Dataset excerpt
- - - - -
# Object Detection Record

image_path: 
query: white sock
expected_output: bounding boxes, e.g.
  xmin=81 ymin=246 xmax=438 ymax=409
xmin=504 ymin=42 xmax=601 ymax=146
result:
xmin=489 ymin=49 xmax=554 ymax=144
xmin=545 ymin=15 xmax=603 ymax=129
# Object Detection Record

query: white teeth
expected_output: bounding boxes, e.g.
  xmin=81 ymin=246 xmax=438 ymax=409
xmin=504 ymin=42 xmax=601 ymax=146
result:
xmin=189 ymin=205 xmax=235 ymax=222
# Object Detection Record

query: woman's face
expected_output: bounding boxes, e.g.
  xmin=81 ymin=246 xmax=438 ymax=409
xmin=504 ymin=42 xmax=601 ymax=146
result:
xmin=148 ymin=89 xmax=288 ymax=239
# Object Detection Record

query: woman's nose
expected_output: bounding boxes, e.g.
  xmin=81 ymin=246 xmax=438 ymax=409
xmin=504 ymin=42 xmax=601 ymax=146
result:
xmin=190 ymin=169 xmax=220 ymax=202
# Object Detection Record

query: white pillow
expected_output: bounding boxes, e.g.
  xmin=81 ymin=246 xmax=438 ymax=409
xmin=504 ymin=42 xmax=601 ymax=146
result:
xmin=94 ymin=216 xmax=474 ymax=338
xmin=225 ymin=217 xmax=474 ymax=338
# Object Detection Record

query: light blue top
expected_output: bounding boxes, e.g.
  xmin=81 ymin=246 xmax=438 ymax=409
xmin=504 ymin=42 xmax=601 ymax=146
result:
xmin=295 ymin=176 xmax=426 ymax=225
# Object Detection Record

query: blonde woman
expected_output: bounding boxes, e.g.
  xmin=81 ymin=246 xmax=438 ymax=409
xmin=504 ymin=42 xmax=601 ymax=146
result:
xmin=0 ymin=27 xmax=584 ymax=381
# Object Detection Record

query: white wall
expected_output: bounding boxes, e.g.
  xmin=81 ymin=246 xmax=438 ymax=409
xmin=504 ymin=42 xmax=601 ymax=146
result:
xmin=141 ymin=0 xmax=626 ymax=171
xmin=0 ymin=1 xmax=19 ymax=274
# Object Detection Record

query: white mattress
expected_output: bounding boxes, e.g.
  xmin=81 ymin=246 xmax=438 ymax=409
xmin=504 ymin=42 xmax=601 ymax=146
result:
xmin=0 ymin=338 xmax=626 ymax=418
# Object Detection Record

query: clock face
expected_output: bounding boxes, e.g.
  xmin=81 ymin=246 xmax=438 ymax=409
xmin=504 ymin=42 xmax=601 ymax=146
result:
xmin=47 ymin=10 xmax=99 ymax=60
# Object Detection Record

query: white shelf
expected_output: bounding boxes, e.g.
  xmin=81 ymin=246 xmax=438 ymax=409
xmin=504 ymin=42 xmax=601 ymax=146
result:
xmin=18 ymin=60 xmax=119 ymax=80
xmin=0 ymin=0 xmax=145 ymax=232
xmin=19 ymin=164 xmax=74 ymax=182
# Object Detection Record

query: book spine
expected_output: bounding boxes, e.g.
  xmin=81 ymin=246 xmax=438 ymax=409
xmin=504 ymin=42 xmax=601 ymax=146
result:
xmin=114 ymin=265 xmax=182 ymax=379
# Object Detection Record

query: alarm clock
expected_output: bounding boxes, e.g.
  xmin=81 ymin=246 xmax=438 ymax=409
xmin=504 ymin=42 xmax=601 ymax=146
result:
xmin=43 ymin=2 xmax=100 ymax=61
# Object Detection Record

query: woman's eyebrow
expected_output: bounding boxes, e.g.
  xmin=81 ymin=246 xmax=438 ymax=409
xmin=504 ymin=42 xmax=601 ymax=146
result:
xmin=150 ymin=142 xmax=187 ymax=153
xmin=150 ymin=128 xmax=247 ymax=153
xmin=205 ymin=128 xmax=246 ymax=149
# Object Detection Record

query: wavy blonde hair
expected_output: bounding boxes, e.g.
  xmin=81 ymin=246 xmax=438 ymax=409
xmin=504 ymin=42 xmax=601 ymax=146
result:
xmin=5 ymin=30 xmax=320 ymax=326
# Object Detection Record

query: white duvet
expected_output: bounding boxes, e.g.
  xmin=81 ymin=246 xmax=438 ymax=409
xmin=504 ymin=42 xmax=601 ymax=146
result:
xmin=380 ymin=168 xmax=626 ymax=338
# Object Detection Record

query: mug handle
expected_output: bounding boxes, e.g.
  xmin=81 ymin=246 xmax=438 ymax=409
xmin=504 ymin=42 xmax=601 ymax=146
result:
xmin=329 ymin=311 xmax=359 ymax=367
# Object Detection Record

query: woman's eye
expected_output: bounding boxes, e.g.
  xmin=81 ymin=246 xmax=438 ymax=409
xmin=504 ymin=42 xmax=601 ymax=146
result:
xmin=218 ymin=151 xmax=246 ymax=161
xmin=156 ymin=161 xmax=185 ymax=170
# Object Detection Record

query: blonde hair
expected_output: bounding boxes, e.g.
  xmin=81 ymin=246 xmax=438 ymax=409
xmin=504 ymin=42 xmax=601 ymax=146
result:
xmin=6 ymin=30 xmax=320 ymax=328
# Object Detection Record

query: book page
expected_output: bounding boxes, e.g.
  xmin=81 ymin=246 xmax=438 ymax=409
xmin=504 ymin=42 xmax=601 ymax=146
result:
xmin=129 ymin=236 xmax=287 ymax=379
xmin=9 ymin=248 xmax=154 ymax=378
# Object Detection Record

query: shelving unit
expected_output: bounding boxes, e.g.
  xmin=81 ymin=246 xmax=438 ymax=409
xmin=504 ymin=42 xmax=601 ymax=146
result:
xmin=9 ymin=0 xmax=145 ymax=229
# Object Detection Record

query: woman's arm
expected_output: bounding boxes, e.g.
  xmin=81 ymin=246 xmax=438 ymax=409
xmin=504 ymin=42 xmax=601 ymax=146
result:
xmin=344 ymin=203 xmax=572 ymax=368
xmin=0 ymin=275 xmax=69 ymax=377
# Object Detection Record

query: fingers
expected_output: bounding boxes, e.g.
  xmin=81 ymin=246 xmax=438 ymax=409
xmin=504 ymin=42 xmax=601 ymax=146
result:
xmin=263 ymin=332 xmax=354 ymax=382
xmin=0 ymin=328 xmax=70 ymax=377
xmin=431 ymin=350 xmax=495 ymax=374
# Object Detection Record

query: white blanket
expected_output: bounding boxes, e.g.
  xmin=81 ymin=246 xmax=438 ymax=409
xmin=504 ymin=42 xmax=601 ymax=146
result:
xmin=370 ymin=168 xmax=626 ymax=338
- - - - -
What you have to do: Repeat every item above word for word.

Answer to the problem:
# Object Detection Record

image_path: 
query: white sock
expected_output: bounding boxes, e.g.
  xmin=81 ymin=246 xmax=438 ymax=409
xmin=504 ymin=42 xmax=601 ymax=146
result:
xmin=489 ymin=49 xmax=554 ymax=144
xmin=545 ymin=15 xmax=603 ymax=129
# Object Detection Record

query: white teeth
expected_output: bounding boxes, e.g.
  xmin=81 ymin=246 xmax=438 ymax=409
xmin=504 ymin=42 xmax=601 ymax=146
result:
xmin=189 ymin=205 xmax=235 ymax=222
# Object Detection Record

query: woman's face
expected_output: bounding boxes, e.g.
  xmin=81 ymin=246 xmax=438 ymax=409
xmin=504 ymin=42 xmax=601 ymax=146
result:
xmin=148 ymin=89 xmax=288 ymax=239
# Object Detection Record

query: woman's nose
expected_output: bounding boxes, e.g.
  xmin=81 ymin=246 xmax=438 ymax=409
xmin=504 ymin=42 xmax=601 ymax=146
result:
xmin=190 ymin=169 xmax=220 ymax=202
# Object Detection Record

query: white pillow
expected_output: bounding boxes, e.g.
  xmin=81 ymin=246 xmax=438 ymax=409
xmin=504 ymin=42 xmax=601 ymax=146
result:
xmin=94 ymin=216 xmax=474 ymax=338
xmin=225 ymin=217 xmax=474 ymax=338
# Object Detection Record

query: light blue top
expected_output: bounding boxes, e.g.
  xmin=81 ymin=246 xmax=438 ymax=409
xmin=504 ymin=42 xmax=601 ymax=146
result:
xmin=295 ymin=176 xmax=426 ymax=225
# Object Detection Record

query: blonde woman
expected_output: bounding boxes, e.g.
  xmin=81 ymin=246 xmax=438 ymax=409
xmin=504 ymin=42 xmax=601 ymax=146
result:
xmin=0 ymin=27 xmax=584 ymax=381
# Object Detection Record

query: white wall
expected_output: bounding boxes, e.g.
  xmin=81 ymin=246 xmax=438 ymax=409
xmin=504 ymin=42 xmax=601 ymax=146
result:
xmin=141 ymin=0 xmax=626 ymax=171
xmin=0 ymin=1 xmax=19 ymax=274
# Object Detection Record

query: white mattress
expected_output: bounding boxes, e.g.
  xmin=81 ymin=246 xmax=438 ymax=409
xmin=504 ymin=42 xmax=601 ymax=146
result:
xmin=0 ymin=338 xmax=626 ymax=418
# Object Detection Record

query: clock face
expected_output: bounding boxes, e.g.
  xmin=81 ymin=246 xmax=438 ymax=409
xmin=504 ymin=42 xmax=601 ymax=146
result:
xmin=47 ymin=10 xmax=99 ymax=60
# Object Detection Record

query: white shelf
expected_output: bounding boxes, e.g.
  xmin=81 ymin=246 xmax=438 ymax=409
xmin=504 ymin=42 xmax=601 ymax=146
result:
xmin=18 ymin=60 xmax=119 ymax=80
xmin=0 ymin=0 xmax=145 ymax=232
xmin=19 ymin=164 xmax=74 ymax=182
# Object Detection Record

query: book spine
expected_output: bounding boxes, e.g.
  xmin=81 ymin=246 xmax=438 ymax=409
xmin=504 ymin=42 xmax=601 ymax=146
result:
xmin=114 ymin=265 xmax=182 ymax=379
# Object Detection Record

query: alarm clock
expected_output: bounding boxes, e.g.
  xmin=81 ymin=246 xmax=438 ymax=409
xmin=504 ymin=42 xmax=601 ymax=146
result:
xmin=43 ymin=2 xmax=100 ymax=61
# Object Detection Record

query: woman's eyebrow
expected_output: bounding boxes, e.g.
  xmin=81 ymin=246 xmax=438 ymax=409
xmin=504 ymin=42 xmax=601 ymax=146
result:
xmin=150 ymin=142 xmax=187 ymax=153
xmin=150 ymin=128 xmax=247 ymax=153
xmin=205 ymin=128 xmax=246 ymax=149
# Object Detection Record

query: wavy blonde hair
expected_output: bounding boxes, e.g.
  xmin=81 ymin=246 xmax=438 ymax=409
xmin=504 ymin=42 xmax=601 ymax=146
result:
xmin=5 ymin=30 xmax=320 ymax=326
# Object Detection Record

query: white duvet
expected_output: bounding boxes, e.g.
  xmin=81 ymin=246 xmax=438 ymax=409
xmin=504 ymin=42 xmax=601 ymax=146
result:
xmin=380 ymin=168 xmax=626 ymax=338
# Object Detection Record

query: mug handle
expected_output: bounding boxes, e.g.
  xmin=81 ymin=246 xmax=438 ymax=409
xmin=504 ymin=42 xmax=601 ymax=146
result:
xmin=329 ymin=311 xmax=359 ymax=367
# Object Detection Record

query: woman's eye
expected_output: bounding boxes, e.g.
  xmin=81 ymin=246 xmax=438 ymax=409
xmin=504 ymin=42 xmax=601 ymax=146
result:
xmin=218 ymin=151 xmax=246 ymax=161
xmin=156 ymin=161 xmax=185 ymax=170
# Object Detection Record

query: blonde hair
expected_output: bounding boxes, e.g.
  xmin=81 ymin=246 xmax=438 ymax=409
xmin=504 ymin=42 xmax=601 ymax=146
result:
xmin=6 ymin=30 xmax=320 ymax=328
# Object Detection Record

query: book page
expected_output: bounding boxes, e.g.
  xmin=81 ymin=246 xmax=438 ymax=409
xmin=504 ymin=42 xmax=601 ymax=146
result:
xmin=129 ymin=236 xmax=287 ymax=379
xmin=9 ymin=248 xmax=154 ymax=378
# Object Detection Record

query: shelving unit
expected_output: bounding boxes, e.g.
  xmin=81 ymin=246 xmax=438 ymax=409
xmin=504 ymin=42 xmax=601 ymax=146
result:
xmin=9 ymin=0 xmax=145 ymax=229
# Object Detection Record

query: woman's arm
expected_output: bounding boxes, e.g.
  xmin=81 ymin=246 xmax=438 ymax=409
xmin=504 ymin=42 xmax=601 ymax=146
result:
xmin=344 ymin=203 xmax=572 ymax=368
xmin=0 ymin=275 xmax=69 ymax=377
# Object Detection Record

query: fingers
expected_output: bounding boxes, e.g.
  xmin=81 ymin=246 xmax=438 ymax=409
xmin=504 ymin=42 xmax=601 ymax=146
result:
xmin=263 ymin=332 xmax=354 ymax=382
xmin=0 ymin=328 xmax=70 ymax=377
xmin=431 ymin=350 xmax=495 ymax=374
# Object Detection Record

query: white blanket
expected_output: bounding boxes, e.g.
  xmin=81 ymin=246 xmax=438 ymax=409
xmin=504 ymin=42 xmax=601 ymax=146
result:
xmin=370 ymin=168 xmax=626 ymax=338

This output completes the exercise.